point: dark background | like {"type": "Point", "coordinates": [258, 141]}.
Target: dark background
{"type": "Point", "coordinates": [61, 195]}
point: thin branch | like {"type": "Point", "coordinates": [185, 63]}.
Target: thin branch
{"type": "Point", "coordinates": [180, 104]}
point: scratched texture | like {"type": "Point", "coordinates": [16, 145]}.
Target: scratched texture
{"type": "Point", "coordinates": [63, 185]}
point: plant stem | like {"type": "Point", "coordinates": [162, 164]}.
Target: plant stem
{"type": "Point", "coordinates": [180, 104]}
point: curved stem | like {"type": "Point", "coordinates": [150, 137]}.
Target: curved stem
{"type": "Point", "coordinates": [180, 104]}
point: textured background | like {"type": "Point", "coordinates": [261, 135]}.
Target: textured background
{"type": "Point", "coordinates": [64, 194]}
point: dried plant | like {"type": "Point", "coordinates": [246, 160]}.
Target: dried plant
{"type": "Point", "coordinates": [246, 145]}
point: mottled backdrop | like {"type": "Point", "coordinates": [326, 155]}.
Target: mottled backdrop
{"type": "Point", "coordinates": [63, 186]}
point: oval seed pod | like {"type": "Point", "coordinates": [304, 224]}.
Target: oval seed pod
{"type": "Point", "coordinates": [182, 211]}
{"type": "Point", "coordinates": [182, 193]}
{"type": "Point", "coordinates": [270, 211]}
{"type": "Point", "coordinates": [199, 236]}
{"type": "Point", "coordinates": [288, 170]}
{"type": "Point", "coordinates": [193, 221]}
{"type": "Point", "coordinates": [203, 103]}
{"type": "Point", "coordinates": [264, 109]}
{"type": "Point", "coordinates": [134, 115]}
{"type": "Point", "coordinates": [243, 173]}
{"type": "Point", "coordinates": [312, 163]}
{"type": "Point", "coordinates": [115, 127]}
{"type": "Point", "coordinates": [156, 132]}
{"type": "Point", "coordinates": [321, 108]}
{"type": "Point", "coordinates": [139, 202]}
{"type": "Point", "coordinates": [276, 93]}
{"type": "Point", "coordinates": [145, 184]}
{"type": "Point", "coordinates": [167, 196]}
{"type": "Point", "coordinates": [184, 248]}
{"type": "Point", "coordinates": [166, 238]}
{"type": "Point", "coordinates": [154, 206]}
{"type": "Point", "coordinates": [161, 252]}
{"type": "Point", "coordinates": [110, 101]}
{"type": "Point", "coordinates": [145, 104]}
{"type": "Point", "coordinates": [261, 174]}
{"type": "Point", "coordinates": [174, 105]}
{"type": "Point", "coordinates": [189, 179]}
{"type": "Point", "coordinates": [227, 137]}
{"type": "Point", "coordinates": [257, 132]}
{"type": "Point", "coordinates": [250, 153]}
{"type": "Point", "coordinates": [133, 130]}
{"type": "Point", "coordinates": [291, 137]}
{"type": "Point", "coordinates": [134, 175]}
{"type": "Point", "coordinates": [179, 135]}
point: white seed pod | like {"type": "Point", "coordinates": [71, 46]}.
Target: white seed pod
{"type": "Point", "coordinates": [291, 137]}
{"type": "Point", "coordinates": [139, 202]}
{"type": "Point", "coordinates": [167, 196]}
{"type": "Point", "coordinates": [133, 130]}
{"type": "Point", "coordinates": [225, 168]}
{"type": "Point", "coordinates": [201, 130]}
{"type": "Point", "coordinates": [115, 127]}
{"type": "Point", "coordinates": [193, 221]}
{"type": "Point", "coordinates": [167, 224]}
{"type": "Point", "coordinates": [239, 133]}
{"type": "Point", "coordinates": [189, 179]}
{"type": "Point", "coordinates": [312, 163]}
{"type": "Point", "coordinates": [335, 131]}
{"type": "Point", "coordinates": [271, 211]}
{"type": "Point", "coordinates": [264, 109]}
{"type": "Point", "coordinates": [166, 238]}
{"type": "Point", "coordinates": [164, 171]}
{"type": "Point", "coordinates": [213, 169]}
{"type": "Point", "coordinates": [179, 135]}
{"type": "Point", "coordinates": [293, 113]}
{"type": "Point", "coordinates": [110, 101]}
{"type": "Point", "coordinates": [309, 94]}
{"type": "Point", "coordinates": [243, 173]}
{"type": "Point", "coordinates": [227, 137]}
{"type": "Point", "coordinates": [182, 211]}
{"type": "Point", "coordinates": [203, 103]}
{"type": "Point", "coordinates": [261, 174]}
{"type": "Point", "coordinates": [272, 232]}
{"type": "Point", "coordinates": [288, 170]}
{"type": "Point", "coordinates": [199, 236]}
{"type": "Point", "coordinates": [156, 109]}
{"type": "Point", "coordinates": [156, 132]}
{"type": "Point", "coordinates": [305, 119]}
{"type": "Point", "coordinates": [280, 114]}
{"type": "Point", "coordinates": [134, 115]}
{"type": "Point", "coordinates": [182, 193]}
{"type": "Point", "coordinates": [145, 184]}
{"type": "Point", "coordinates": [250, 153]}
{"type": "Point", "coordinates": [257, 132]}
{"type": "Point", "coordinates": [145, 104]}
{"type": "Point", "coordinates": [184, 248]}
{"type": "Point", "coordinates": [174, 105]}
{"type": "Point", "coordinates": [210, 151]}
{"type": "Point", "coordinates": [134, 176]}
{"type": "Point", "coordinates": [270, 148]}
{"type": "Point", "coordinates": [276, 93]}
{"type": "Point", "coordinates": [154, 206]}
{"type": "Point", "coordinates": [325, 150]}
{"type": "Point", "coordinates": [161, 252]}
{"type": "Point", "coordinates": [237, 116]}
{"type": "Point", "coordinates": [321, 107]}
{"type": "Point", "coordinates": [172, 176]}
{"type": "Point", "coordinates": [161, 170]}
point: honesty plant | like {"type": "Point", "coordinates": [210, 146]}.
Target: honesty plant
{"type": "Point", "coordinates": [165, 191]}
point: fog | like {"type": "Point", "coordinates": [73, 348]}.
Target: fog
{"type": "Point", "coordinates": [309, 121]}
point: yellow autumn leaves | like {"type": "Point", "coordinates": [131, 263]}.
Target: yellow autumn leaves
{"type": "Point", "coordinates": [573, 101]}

● ● ●

## What the exercise asks
Copy the data exactly as it was presented.

## Solution for this task
point: dark background | like {"type": "Point", "coordinates": [258, 141]}.
Target: dark background
{"type": "Point", "coordinates": [61, 195]}
point: thin branch | like {"type": "Point", "coordinates": [185, 63]}.
Target: thin branch
{"type": "Point", "coordinates": [180, 104]}
point: scratched texture | like {"type": "Point", "coordinates": [16, 145]}.
Target: scratched texture
{"type": "Point", "coordinates": [63, 185]}
point: plant stem | like {"type": "Point", "coordinates": [162, 164]}.
Target: plant stem
{"type": "Point", "coordinates": [180, 104]}
point: curved stem | like {"type": "Point", "coordinates": [150, 137]}.
Target: curved stem
{"type": "Point", "coordinates": [180, 104]}
point: textured background | like {"type": "Point", "coordinates": [261, 135]}.
Target: textured background
{"type": "Point", "coordinates": [64, 194]}
point: dried plant | like {"type": "Point", "coordinates": [246, 160]}.
Target: dried plant
{"type": "Point", "coordinates": [246, 145]}
point: mottled backdrop | like {"type": "Point", "coordinates": [326, 155]}.
Target: mottled backdrop
{"type": "Point", "coordinates": [63, 186]}
point: oval seed pod | like {"type": "Point", "coordinates": [304, 224]}.
Target: oval seed pod
{"type": "Point", "coordinates": [182, 211]}
{"type": "Point", "coordinates": [182, 193]}
{"type": "Point", "coordinates": [270, 211]}
{"type": "Point", "coordinates": [199, 236]}
{"type": "Point", "coordinates": [288, 170]}
{"type": "Point", "coordinates": [193, 221]}
{"type": "Point", "coordinates": [203, 103]}
{"type": "Point", "coordinates": [264, 109]}
{"type": "Point", "coordinates": [134, 115]}
{"type": "Point", "coordinates": [243, 173]}
{"type": "Point", "coordinates": [312, 163]}
{"type": "Point", "coordinates": [115, 127]}
{"type": "Point", "coordinates": [156, 132]}
{"type": "Point", "coordinates": [321, 108]}
{"type": "Point", "coordinates": [139, 202]}
{"type": "Point", "coordinates": [276, 93]}
{"type": "Point", "coordinates": [145, 184]}
{"type": "Point", "coordinates": [167, 196]}
{"type": "Point", "coordinates": [184, 248]}
{"type": "Point", "coordinates": [166, 238]}
{"type": "Point", "coordinates": [154, 206]}
{"type": "Point", "coordinates": [161, 252]}
{"type": "Point", "coordinates": [110, 101]}
{"type": "Point", "coordinates": [145, 104]}
{"type": "Point", "coordinates": [261, 174]}
{"type": "Point", "coordinates": [174, 105]}
{"type": "Point", "coordinates": [189, 179]}
{"type": "Point", "coordinates": [227, 137]}
{"type": "Point", "coordinates": [257, 132]}
{"type": "Point", "coordinates": [250, 153]}
{"type": "Point", "coordinates": [133, 130]}
{"type": "Point", "coordinates": [291, 137]}
{"type": "Point", "coordinates": [134, 175]}
{"type": "Point", "coordinates": [179, 135]}
point: white seed pod | like {"type": "Point", "coordinates": [71, 46]}.
Target: white seed pod
{"type": "Point", "coordinates": [291, 137]}
{"type": "Point", "coordinates": [139, 202]}
{"type": "Point", "coordinates": [167, 196]}
{"type": "Point", "coordinates": [133, 130]}
{"type": "Point", "coordinates": [225, 168]}
{"type": "Point", "coordinates": [201, 130]}
{"type": "Point", "coordinates": [115, 127]}
{"type": "Point", "coordinates": [193, 221]}
{"type": "Point", "coordinates": [167, 224]}
{"type": "Point", "coordinates": [239, 133]}
{"type": "Point", "coordinates": [189, 179]}
{"type": "Point", "coordinates": [312, 163]}
{"type": "Point", "coordinates": [335, 131]}
{"type": "Point", "coordinates": [271, 211]}
{"type": "Point", "coordinates": [264, 109]}
{"type": "Point", "coordinates": [166, 238]}
{"type": "Point", "coordinates": [164, 171]}
{"type": "Point", "coordinates": [213, 169]}
{"type": "Point", "coordinates": [179, 135]}
{"type": "Point", "coordinates": [293, 113]}
{"type": "Point", "coordinates": [110, 101]}
{"type": "Point", "coordinates": [309, 94]}
{"type": "Point", "coordinates": [243, 173]}
{"type": "Point", "coordinates": [227, 137]}
{"type": "Point", "coordinates": [182, 211]}
{"type": "Point", "coordinates": [203, 103]}
{"type": "Point", "coordinates": [261, 174]}
{"type": "Point", "coordinates": [272, 232]}
{"type": "Point", "coordinates": [288, 170]}
{"type": "Point", "coordinates": [199, 236]}
{"type": "Point", "coordinates": [156, 109]}
{"type": "Point", "coordinates": [156, 132]}
{"type": "Point", "coordinates": [305, 119]}
{"type": "Point", "coordinates": [280, 114]}
{"type": "Point", "coordinates": [134, 115]}
{"type": "Point", "coordinates": [182, 193]}
{"type": "Point", "coordinates": [145, 184]}
{"type": "Point", "coordinates": [250, 153]}
{"type": "Point", "coordinates": [257, 132]}
{"type": "Point", "coordinates": [145, 104]}
{"type": "Point", "coordinates": [184, 248]}
{"type": "Point", "coordinates": [174, 105]}
{"type": "Point", "coordinates": [210, 151]}
{"type": "Point", "coordinates": [134, 176]}
{"type": "Point", "coordinates": [270, 148]}
{"type": "Point", "coordinates": [276, 93]}
{"type": "Point", "coordinates": [154, 206]}
{"type": "Point", "coordinates": [325, 150]}
{"type": "Point", "coordinates": [161, 252]}
{"type": "Point", "coordinates": [237, 116]}
{"type": "Point", "coordinates": [321, 107]}
{"type": "Point", "coordinates": [172, 176]}
{"type": "Point", "coordinates": [161, 170]}
point: honesty plant | like {"type": "Point", "coordinates": [210, 146]}.
Target: honesty plant
{"type": "Point", "coordinates": [165, 191]}
point: fog | like {"type": "Point", "coordinates": [73, 348]}.
Target: fog
{"type": "Point", "coordinates": [309, 121]}
point: yellow autumn leaves | like {"type": "Point", "coordinates": [131, 263]}.
Target: yellow autumn leaves
{"type": "Point", "coordinates": [573, 101]}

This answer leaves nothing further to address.